== WORK TO DO ==
Please render the data below as a Markdown table with the columns Row and Text, numbering each line in Row and putting the line itself in Text. Leave out any blank lines.

== SOURCE RECORDS ==

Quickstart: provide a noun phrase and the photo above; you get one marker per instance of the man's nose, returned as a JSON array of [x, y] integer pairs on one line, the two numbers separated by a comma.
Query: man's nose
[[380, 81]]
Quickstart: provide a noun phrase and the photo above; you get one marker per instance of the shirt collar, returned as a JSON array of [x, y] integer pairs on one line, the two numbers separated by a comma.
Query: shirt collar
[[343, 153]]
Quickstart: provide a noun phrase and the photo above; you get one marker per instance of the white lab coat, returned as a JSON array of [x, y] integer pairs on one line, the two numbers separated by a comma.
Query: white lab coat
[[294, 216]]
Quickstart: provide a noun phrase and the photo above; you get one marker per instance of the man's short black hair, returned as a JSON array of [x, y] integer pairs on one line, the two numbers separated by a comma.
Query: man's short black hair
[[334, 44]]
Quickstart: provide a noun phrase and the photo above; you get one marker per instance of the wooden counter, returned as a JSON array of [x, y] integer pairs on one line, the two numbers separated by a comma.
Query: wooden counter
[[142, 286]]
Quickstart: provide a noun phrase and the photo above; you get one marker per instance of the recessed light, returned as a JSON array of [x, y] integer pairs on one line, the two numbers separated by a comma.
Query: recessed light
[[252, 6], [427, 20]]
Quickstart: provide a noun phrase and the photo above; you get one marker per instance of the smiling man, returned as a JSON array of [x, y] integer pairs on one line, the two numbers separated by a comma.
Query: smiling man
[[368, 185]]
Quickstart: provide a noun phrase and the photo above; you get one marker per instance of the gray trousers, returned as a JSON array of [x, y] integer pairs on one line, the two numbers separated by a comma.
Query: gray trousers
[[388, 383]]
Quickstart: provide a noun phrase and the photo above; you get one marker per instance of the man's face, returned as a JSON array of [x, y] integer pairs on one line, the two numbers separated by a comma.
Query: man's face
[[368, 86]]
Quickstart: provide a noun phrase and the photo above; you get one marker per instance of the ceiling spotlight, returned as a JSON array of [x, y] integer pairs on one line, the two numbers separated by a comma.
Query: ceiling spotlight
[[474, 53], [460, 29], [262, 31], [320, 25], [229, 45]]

== SOLUTION BELOW ==
| Row | Text |
|---|---|
| 1 | Quickstart: provide a noun phrase and the photo above; you get one marker per instance of the man's nose, returned as a JSON array of [x, y] integer pairs on one line, the two numbers separated by a comma. |
| 2 | Query: man's nose |
| 3 | [[380, 81]] |
| 4 | Quickstart: provide a noun phrase and the photo above; you get one marker per instance of the shirt collar, returned as a JSON array of [x, y] integer pairs on one line, the two numbers separated by a comma. |
| 5 | Query: shirt collar |
| 6 | [[343, 153]] |
| 7 | Quickstart: provide a noun phrase and the photo above; you get one marker per instance of the white lab coat, returned as a JSON array of [x, y] integer pairs on one line, the two numbers separated by a comma. |
| 8 | Query: white lab coat |
| 9 | [[294, 216]] |
| 10 | Quickstart: provide a noun phrase and the photo above; you get one marker per instance of the man's short black hair, returned as a JSON array of [x, y] integer pairs on one line, the two numbers separated by a comma. |
| 11 | Query: man's short black hair |
| 12 | [[334, 44]] |
| 13 | Quickstart: provide a noun phrase and the photo above; you get one marker per instance of the wooden counter, returned as a JSON array of [x, y] integer pairs on one line, the two numbers separated by a comma. |
| 14 | Query: wooden counter |
| 15 | [[142, 286]] |
| 16 | Quickstart: provide a noun phrase and the photo above; you get one marker per instance of the recessed light, returned as a JSON array of [x, y] integer pairs on one line, the two numbers separated by a comma. |
| 17 | Query: recessed light |
| 18 | [[252, 6], [427, 20]] |
| 19 | Quickstart: provide a noun phrase and the photo above; you get one marker per instance of the smiling man, returned as a JSON array of [x, y] integer pairs on one line, the two numbers separated by a comma. |
| 20 | Query: smiling man |
| 21 | [[368, 185]] |
| 22 | Quickstart: provide a noun phrase and the photo above; you get one marker per instance of the gray trousers, returned as a JSON array of [x, y] integer pairs on one line, the two numbers separated by a comma. |
| 23 | Query: gray trousers |
| 24 | [[388, 383]] |
| 25 | Quickstart: provide a noun phrase and the photo above; you get one marker per instance of the man's face, returned as a JSON array of [x, y] integer pairs on one line, the two numbers separated by a comma. |
| 26 | Query: man's face |
| 27 | [[368, 86]] |
| 28 | Quickstart: provide a noun phrase and the photo above; you get one marker per instance of the ceiling spotlight, returned as a JSON array of [x, y] integer pairs on one line, the two numbers separated by a comma. |
| 29 | Query: ceiling spotlight |
| 30 | [[474, 53], [460, 29], [262, 31], [320, 25], [229, 45]] |